Records from a data source:

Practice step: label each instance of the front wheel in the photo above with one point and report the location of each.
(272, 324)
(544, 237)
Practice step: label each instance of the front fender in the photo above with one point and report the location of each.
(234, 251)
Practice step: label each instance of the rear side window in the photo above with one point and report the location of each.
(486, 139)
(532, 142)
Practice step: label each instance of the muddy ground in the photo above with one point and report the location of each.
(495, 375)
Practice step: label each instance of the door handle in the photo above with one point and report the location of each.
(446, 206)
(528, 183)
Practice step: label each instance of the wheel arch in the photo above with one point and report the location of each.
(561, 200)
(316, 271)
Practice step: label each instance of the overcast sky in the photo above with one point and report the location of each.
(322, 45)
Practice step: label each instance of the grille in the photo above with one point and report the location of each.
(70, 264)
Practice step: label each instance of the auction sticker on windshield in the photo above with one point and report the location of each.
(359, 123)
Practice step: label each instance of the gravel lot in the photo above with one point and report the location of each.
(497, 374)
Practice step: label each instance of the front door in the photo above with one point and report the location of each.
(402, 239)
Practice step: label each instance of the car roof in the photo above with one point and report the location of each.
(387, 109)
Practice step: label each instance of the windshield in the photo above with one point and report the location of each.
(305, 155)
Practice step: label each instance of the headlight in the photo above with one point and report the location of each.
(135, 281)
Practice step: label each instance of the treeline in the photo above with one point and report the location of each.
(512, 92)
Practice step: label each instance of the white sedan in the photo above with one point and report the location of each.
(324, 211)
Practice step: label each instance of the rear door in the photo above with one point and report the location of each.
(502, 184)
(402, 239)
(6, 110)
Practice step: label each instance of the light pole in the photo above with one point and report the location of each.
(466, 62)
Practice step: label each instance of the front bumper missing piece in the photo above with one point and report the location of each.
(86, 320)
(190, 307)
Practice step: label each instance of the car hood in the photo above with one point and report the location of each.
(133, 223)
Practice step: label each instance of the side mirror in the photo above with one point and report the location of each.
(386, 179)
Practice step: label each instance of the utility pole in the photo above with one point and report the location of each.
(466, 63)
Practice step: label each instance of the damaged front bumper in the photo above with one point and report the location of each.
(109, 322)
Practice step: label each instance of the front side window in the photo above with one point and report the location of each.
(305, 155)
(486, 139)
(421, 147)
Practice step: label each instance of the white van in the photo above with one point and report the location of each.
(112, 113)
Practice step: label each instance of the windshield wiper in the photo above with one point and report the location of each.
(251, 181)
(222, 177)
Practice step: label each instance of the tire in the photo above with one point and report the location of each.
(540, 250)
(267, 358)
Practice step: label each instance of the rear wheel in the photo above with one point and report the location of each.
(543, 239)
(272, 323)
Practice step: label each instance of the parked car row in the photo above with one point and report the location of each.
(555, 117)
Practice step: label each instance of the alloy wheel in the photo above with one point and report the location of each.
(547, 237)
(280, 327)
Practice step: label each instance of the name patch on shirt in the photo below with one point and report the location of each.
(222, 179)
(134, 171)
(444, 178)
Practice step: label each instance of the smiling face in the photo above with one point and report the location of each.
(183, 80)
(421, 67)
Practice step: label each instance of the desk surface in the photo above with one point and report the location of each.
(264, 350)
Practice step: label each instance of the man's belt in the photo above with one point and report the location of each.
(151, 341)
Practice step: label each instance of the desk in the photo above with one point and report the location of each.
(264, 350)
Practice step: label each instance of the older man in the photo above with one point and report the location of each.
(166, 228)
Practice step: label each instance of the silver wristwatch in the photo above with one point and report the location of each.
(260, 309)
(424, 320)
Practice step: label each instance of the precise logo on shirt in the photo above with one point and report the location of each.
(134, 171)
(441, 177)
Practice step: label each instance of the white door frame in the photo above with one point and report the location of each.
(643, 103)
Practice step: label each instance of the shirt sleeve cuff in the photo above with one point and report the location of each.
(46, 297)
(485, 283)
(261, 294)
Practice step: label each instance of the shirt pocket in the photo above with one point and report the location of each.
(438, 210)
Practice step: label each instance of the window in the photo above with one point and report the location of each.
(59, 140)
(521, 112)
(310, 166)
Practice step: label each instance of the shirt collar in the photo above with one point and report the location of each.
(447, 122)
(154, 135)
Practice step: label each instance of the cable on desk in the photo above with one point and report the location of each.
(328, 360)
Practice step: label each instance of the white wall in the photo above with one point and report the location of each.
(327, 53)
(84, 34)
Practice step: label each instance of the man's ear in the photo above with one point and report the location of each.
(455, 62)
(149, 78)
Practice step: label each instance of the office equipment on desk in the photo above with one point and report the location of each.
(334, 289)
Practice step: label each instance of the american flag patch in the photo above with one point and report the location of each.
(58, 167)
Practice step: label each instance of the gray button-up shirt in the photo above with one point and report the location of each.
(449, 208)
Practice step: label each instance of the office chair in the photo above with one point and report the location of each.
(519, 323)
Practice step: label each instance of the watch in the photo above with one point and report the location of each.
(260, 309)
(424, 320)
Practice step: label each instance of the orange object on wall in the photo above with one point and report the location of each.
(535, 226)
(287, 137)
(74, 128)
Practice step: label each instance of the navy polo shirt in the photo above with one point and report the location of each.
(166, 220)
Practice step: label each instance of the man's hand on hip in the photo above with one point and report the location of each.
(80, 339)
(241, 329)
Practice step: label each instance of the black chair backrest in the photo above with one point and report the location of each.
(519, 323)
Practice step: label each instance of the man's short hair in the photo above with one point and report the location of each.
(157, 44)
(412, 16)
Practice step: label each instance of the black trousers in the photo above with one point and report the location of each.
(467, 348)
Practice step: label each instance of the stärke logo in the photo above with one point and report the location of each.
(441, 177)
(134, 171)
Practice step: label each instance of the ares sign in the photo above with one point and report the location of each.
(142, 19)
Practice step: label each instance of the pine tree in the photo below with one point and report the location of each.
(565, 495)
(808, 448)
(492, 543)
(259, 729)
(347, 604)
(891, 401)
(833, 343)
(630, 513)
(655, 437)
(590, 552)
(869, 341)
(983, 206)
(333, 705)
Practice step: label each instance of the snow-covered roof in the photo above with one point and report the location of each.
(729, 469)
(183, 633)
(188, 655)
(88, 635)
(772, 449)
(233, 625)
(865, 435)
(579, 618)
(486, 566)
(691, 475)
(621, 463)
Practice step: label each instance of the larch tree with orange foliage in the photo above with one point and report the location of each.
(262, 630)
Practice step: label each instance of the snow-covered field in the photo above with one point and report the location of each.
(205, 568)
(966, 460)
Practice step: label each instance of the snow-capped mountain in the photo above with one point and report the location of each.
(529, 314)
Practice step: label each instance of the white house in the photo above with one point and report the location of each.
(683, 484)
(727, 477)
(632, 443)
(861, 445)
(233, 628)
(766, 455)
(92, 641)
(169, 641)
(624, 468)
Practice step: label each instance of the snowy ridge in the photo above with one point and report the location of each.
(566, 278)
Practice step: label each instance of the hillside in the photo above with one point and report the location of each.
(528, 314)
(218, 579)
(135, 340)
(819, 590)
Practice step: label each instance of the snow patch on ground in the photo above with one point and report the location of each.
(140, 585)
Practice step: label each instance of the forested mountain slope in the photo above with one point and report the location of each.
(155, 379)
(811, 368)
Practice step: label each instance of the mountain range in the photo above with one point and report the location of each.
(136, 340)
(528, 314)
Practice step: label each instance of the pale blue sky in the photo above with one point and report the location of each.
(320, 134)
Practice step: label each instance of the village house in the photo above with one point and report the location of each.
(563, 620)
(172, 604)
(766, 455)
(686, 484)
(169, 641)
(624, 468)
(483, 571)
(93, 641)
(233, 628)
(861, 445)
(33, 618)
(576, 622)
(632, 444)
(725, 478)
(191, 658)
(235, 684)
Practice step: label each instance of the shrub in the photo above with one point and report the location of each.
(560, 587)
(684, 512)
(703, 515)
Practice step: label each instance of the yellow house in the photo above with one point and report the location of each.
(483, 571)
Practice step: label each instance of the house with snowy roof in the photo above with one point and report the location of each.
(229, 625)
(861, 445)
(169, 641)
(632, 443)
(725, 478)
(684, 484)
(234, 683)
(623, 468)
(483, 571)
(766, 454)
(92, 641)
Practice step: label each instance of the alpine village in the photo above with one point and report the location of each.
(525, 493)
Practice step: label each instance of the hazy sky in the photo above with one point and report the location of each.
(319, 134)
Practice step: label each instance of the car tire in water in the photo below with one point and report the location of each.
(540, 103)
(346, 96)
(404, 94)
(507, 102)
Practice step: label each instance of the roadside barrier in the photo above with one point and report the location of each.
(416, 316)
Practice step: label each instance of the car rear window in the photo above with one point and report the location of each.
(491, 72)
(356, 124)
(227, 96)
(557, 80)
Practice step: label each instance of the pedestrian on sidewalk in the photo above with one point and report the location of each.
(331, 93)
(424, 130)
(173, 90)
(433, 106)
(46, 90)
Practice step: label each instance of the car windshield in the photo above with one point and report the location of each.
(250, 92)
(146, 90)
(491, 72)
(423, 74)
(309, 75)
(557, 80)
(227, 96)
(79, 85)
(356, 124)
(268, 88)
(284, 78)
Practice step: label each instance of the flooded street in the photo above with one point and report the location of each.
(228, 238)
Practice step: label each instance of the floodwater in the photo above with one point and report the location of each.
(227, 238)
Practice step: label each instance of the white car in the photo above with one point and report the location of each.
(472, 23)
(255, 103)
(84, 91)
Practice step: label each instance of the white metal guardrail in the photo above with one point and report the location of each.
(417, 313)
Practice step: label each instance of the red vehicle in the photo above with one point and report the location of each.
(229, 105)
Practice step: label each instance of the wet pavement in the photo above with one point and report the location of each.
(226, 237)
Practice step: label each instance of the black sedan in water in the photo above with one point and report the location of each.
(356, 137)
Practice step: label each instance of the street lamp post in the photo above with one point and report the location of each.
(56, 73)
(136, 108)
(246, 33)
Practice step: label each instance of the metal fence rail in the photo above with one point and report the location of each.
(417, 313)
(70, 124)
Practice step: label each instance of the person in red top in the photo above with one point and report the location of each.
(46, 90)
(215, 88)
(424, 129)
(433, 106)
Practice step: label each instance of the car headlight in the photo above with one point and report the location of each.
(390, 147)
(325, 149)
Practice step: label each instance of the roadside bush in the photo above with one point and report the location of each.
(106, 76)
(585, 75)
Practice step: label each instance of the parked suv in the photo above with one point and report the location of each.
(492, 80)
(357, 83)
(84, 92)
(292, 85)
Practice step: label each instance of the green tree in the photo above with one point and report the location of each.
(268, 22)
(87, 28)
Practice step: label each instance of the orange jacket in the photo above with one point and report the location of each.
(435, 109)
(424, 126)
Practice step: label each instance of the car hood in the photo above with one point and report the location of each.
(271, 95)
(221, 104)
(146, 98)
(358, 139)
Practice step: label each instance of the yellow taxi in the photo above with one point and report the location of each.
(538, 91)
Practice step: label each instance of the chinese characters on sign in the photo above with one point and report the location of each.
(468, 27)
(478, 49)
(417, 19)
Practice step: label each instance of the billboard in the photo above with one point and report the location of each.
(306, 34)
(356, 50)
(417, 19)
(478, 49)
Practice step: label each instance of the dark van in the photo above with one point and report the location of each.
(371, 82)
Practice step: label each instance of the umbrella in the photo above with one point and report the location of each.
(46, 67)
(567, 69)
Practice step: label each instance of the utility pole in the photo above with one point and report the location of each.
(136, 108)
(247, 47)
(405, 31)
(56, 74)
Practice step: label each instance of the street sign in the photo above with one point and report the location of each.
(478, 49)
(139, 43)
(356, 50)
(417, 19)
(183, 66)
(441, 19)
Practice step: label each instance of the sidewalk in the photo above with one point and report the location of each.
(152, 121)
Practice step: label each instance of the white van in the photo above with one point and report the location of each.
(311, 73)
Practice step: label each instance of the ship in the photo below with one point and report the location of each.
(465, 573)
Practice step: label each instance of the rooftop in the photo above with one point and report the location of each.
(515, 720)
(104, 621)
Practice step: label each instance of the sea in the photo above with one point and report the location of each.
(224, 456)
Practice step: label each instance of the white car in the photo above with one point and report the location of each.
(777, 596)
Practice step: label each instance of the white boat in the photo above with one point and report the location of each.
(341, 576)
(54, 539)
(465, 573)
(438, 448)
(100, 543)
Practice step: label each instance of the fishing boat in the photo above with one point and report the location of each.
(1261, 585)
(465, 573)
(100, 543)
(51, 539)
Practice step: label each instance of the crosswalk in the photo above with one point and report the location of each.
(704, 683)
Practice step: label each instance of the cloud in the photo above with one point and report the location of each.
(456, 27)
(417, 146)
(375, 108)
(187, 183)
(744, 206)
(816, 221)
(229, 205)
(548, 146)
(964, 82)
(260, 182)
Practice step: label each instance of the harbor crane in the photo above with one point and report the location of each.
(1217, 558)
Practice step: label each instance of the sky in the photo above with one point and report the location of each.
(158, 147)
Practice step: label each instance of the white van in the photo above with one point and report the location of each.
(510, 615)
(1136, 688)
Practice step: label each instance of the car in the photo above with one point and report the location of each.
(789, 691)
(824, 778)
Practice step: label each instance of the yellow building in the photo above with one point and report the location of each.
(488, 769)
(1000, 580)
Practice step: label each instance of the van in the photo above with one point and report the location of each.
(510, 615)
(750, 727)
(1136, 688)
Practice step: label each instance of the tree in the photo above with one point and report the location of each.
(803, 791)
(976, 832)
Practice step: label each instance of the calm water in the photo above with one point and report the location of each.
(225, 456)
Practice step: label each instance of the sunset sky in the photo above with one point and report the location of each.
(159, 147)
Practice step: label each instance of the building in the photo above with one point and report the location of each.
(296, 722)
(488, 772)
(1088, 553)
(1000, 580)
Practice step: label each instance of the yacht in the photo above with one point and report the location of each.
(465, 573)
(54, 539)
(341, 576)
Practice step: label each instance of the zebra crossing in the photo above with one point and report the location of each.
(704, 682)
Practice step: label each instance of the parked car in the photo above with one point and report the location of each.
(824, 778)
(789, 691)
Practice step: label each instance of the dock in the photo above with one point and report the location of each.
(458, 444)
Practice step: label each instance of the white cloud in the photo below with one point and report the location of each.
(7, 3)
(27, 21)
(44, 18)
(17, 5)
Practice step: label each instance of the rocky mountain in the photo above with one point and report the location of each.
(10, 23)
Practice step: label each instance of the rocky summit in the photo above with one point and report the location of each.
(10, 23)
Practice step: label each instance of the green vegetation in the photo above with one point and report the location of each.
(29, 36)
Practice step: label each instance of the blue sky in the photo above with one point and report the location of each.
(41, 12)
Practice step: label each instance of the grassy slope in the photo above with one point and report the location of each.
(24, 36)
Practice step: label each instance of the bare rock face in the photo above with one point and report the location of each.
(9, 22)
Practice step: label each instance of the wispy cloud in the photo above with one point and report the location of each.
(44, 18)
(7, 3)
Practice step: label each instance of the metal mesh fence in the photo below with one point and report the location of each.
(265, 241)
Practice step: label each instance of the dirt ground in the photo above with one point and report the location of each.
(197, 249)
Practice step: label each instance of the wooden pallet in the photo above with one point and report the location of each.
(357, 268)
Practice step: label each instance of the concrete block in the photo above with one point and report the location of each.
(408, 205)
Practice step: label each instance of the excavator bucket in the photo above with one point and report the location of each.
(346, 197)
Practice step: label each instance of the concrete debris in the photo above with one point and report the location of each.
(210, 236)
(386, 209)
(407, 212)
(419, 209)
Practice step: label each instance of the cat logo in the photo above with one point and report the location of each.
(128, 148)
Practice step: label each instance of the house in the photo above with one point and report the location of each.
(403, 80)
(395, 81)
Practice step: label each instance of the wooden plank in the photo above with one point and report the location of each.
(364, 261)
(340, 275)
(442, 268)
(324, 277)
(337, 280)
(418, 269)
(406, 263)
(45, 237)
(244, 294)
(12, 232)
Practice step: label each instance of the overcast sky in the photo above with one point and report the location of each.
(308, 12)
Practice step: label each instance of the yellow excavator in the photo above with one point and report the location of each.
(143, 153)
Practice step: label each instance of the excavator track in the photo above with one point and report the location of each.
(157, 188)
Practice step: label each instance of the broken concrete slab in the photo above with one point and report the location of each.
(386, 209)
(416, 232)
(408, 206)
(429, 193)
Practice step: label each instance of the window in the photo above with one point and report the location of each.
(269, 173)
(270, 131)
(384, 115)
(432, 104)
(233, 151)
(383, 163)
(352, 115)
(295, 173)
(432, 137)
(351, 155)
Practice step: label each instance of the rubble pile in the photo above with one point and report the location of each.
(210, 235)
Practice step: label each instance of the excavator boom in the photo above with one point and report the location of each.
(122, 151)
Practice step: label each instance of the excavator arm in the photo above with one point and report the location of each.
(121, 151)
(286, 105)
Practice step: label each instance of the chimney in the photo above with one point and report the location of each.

■ OBJECTIVE
Reproduce the lines from the one containing "Practice step: label each instance of the broken" to the end of the entries, keeping both ends and adding nothing.

■ OUTPUT BELOW
Practice step: label each instance of the broken concrete slab in the photo above with one point and report the location of each.
(386, 209)
(416, 232)
(408, 206)
(429, 193)
Practice step: label each instance of the window in the photo above with one point and report the location of each.
(269, 173)
(270, 131)
(384, 115)
(432, 104)
(233, 151)
(383, 163)
(352, 115)
(295, 173)
(432, 137)
(351, 155)
Practice step: label each instance of the rubble pile in the photo above with one point and report the location of each.
(210, 235)
Practice step: label each instance of the excavator boom in the photo above with one point and report the location of each.
(122, 151)
Practice step: label each instance of the excavator arm in the photo above with one point and report the location of each.
(121, 151)
(286, 105)
Practice step: label each instance of the chimney in the photo above with one point and report the location of each.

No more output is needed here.